[Extracted records]

----------

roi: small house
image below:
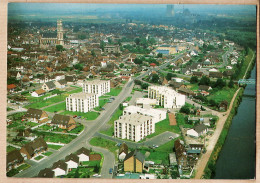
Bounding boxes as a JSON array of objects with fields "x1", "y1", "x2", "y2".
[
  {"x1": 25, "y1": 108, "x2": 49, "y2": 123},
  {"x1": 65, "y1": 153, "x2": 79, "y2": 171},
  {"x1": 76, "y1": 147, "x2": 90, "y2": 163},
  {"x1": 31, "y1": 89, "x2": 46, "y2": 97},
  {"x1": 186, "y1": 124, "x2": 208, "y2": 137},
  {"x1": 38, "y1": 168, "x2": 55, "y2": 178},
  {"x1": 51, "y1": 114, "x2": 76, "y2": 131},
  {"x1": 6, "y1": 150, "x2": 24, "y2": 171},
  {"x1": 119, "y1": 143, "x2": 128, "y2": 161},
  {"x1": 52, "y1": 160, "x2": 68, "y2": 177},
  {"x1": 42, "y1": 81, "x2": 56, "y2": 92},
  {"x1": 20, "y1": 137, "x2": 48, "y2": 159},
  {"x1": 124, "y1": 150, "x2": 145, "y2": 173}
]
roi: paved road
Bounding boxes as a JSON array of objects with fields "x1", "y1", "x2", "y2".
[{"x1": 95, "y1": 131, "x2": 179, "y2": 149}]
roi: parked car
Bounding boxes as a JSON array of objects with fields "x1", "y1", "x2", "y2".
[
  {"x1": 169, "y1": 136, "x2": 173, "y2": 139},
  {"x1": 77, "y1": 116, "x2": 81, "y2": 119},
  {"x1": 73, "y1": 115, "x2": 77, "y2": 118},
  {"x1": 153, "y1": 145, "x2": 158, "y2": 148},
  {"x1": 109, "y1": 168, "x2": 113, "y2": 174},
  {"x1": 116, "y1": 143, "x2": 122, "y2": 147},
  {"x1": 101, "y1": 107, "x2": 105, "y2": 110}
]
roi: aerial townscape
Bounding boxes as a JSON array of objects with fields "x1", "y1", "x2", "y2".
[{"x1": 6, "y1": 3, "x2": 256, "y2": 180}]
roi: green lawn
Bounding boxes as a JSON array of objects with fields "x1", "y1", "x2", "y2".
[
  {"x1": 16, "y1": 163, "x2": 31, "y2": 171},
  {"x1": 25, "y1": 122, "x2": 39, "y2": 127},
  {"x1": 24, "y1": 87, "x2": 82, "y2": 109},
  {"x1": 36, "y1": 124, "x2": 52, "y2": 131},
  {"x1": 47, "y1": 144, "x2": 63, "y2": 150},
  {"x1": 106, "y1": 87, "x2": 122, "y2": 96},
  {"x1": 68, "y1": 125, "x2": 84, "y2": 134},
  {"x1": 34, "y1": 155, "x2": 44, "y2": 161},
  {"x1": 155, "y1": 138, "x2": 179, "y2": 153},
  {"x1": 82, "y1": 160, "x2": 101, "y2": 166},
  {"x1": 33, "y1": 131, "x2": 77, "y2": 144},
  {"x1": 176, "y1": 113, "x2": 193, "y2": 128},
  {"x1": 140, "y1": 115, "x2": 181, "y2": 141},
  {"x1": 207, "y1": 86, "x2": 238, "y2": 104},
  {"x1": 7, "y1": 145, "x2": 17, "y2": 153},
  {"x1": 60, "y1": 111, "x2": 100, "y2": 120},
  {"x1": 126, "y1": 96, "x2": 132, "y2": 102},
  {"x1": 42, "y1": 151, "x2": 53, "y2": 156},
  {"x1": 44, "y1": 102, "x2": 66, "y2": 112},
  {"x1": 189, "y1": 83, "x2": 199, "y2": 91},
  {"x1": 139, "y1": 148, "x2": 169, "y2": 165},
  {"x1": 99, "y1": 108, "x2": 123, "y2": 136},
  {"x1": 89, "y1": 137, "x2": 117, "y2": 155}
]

----------

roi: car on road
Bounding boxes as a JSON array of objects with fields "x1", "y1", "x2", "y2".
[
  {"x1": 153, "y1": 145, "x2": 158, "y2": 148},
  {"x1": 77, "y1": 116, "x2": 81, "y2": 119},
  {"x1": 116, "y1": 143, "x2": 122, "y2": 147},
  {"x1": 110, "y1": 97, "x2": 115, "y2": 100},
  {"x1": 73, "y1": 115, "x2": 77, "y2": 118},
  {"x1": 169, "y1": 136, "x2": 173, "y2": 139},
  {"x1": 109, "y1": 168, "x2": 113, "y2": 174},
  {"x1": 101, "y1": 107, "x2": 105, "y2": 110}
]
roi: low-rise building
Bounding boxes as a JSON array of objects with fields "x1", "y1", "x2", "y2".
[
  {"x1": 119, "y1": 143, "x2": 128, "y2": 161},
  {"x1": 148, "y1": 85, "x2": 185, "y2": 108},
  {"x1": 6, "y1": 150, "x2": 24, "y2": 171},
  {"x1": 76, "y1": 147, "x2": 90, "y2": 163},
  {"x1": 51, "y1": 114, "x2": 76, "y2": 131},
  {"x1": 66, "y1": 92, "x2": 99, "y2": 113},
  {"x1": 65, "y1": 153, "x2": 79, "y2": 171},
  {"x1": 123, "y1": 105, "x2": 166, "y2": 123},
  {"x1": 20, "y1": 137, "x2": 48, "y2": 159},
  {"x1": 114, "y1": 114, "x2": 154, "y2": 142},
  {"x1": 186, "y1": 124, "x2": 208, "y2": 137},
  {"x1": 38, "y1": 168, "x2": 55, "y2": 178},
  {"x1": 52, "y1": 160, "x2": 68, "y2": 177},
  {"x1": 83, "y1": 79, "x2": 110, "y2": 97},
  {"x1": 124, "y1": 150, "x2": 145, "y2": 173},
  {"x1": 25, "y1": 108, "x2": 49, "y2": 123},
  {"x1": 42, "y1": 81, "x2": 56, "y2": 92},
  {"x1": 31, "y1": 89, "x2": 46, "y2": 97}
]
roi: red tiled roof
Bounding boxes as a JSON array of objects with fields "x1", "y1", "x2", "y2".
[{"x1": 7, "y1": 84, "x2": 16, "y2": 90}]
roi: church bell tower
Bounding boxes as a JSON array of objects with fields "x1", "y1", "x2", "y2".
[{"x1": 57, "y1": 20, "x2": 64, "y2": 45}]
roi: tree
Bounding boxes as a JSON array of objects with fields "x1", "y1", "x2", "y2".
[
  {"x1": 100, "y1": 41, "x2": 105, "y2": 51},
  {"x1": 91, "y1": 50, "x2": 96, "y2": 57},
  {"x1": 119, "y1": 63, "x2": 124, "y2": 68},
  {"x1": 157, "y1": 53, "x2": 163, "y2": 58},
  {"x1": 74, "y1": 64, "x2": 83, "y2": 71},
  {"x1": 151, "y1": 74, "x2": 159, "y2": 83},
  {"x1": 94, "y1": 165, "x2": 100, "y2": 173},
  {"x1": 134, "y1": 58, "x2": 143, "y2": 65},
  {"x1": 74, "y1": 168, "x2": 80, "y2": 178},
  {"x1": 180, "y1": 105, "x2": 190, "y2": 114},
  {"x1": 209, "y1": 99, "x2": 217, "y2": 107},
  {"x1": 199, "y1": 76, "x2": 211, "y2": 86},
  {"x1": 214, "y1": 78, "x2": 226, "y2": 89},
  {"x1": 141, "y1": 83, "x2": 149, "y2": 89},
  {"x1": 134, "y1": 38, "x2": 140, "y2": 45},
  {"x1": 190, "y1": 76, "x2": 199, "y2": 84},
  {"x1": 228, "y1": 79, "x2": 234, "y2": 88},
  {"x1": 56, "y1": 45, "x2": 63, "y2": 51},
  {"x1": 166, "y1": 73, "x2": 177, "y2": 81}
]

----------

_Work instructions:_ Return, unchanged, the run of lines above that opens with the line containing "roi: aerial townscape" and closes with the line containing "roi: green lawn". Include both.

_Your solution:_
roi: aerial townscape
Bounding boxes as a JSON array of objects with fields "x1", "y1", "x2", "y2".
[{"x1": 6, "y1": 3, "x2": 256, "y2": 180}]
roi: green lawn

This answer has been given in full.